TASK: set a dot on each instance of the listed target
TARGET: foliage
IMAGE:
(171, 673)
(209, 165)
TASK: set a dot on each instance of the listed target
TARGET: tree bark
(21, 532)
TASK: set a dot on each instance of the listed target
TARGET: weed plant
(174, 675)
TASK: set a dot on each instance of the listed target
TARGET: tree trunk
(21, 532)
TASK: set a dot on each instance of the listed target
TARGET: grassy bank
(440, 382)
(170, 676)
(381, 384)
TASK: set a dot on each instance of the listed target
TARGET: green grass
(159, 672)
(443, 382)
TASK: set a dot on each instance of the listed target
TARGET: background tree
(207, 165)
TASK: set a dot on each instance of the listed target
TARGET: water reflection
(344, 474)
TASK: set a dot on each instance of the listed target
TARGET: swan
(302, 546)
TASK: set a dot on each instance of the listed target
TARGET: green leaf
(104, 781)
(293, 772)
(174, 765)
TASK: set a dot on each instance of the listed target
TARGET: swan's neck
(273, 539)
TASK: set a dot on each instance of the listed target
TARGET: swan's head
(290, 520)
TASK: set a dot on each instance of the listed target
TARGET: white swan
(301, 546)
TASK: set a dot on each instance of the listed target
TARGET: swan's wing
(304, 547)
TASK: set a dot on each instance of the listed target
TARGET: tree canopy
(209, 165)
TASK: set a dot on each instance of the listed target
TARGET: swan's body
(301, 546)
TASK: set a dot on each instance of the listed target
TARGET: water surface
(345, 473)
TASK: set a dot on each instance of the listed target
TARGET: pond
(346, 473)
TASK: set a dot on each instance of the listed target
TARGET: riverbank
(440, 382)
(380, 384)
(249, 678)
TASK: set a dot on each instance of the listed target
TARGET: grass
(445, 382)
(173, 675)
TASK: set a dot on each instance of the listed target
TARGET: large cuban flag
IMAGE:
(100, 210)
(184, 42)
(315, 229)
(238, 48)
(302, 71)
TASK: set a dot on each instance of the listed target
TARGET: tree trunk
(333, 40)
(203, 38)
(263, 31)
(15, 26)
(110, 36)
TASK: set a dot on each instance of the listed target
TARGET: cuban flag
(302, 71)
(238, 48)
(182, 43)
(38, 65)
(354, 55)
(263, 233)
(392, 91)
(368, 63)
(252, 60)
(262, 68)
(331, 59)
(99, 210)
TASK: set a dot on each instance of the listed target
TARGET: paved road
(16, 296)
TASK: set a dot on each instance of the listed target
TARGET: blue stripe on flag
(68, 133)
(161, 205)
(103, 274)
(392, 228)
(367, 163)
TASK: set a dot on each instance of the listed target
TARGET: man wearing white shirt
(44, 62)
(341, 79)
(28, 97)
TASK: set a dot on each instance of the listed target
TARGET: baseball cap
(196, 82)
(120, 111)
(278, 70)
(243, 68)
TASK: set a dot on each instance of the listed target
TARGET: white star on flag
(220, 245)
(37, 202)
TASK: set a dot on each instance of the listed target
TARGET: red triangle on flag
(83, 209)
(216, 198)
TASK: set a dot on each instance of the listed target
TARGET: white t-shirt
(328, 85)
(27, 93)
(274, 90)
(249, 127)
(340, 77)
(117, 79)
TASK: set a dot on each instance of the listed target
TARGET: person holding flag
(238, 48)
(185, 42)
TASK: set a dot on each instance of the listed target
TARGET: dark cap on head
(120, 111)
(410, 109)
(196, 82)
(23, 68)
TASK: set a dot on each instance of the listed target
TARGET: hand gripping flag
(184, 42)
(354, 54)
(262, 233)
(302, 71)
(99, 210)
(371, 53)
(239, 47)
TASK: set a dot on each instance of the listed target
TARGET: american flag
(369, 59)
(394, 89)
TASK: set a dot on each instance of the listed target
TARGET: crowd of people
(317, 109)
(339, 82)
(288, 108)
_ _ _ _ _ _ _
### [EXERCISE]
Each record must be repeated exactly as it is.

### [RESULT OF THIS EXERCISE]
TASK: set a dot on each instance of the listed target
TARGET: foliage
IMAGE:
(171, 673)
(209, 165)
TASK: set a dot on each instance of the listed target
TARGET: tree bark
(21, 532)
TASK: set a dot on each instance of the listed target
TARGET: weed plant
(174, 675)
TASK: set a dot on each instance of the listed target
TARGET: tree trunk
(21, 532)
TASK: set a dot on each instance of the listed target
TARGET: grassy bank
(440, 382)
(170, 676)
(381, 384)
TASK: set a dot on each instance of the listed target
TARGET: green grass
(159, 672)
(443, 382)
TASK: set a dot on each instance of the listed target
TARGET: background tree
(207, 165)
TASK: set a dot on each instance of the listed target
TARGET: water reflection
(344, 474)
TASK: set a dot on each instance of the listed target
TARGET: swan
(302, 546)
TASK: set a dot on each instance of the listed target
TARGET: green leaf
(104, 781)
(293, 772)
(174, 765)
TASK: set a dot on each instance of the listed target
TARGET: swan's neck
(273, 539)
TASK: set a dot on each instance of the listed target
TARGET: swan's head
(290, 520)
TASK: set a dot on each instance of the listed target
TARGET: white swan
(301, 546)
TASK: set a dot on each instance of the listed target
TARGET: swan's wing
(304, 547)
TASK: set a dot on each instance of the listed target
TARGET: tree canopy
(209, 165)
TASK: set a dot on each instance of the listed target
TARGET: swan's body
(301, 546)
TASK: set a dot on each instance of the listed target
TARGET: water surface
(345, 473)
TASK: set a dot on each instance of the listed target
TARGET: pond
(346, 473)
TASK: set a dot on each instance of the listed target
TARGET: riverbank
(440, 382)
(380, 384)
(249, 678)
TASK: set a dot on each instance of the listed target
TARGET: grass
(445, 382)
(173, 675)
TASK: set a dot on each instance of the listed target
TARGET: large cuban flag
IMAGE:
(100, 210)
(184, 42)
(315, 229)
(238, 48)
(302, 71)
TASK: set a dot on each instance of the listed target
TARGET: tree trunk
(333, 40)
(203, 38)
(263, 31)
(15, 26)
(110, 36)
TASK: set a dot on each instance of the listed target
TARGET: cuban flag
(302, 71)
(238, 48)
(182, 43)
(38, 65)
(354, 55)
(263, 233)
(392, 91)
(368, 63)
(252, 60)
(262, 68)
(331, 59)
(99, 210)
TASK: set a dot on each instance of the listed target
TARGET: paved road
(16, 296)
TASK: set a dot on each instance of the listed target
TARGET: blue stripe on flag
(68, 133)
(161, 205)
(103, 274)
(392, 228)
(367, 163)
TASK: set a dot on each instance of the listed target
TARGET: man wearing white shirt
(44, 62)
(341, 79)
(28, 97)
TASK: set a dot on each instance of the listed target
TARGET: baseball cap
(196, 82)
(120, 111)
(278, 70)
(243, 68)
TASK: set a dot on each instance of the listed target
TARGET: white star on flag
(220, 245)
(37, 202)
TASK: set a dot on each instance of the listed target
TARGET: red triangle on flag
(83, 209)
(216, 198)
TASK: set a dot on each instance of the listed target
TARGET: white t-shirt
(328, 85)
(27, 93)
(274, 90)
(249, 127)
(340, 77)
(117, 79)
TASK: set a dot on each instance of the listed target
TARGET: person holding flag
(238, 48)
(185, 42)
TASK: set a dot on each instance of the listed target
TARGET: dark cap on head
(120, 111)
(410, 109)
(196, 82)
(23, 68)
TASK: set a dot on each instance of the listed target
TARGET: hand gripping flag
(184, 42)
(354, 54)
(262, 233)
(302, 71)
(99, 210)
(371, 53)
(239, 47)
TASK: set a dot on each instance of the listed target
TARGET: american flag
(369, 59)
(394, 89)
TASK: set a dot on each instance of the listed target
TARGET: crowd of people
(317, 109)
(339, 82)
(288, 108)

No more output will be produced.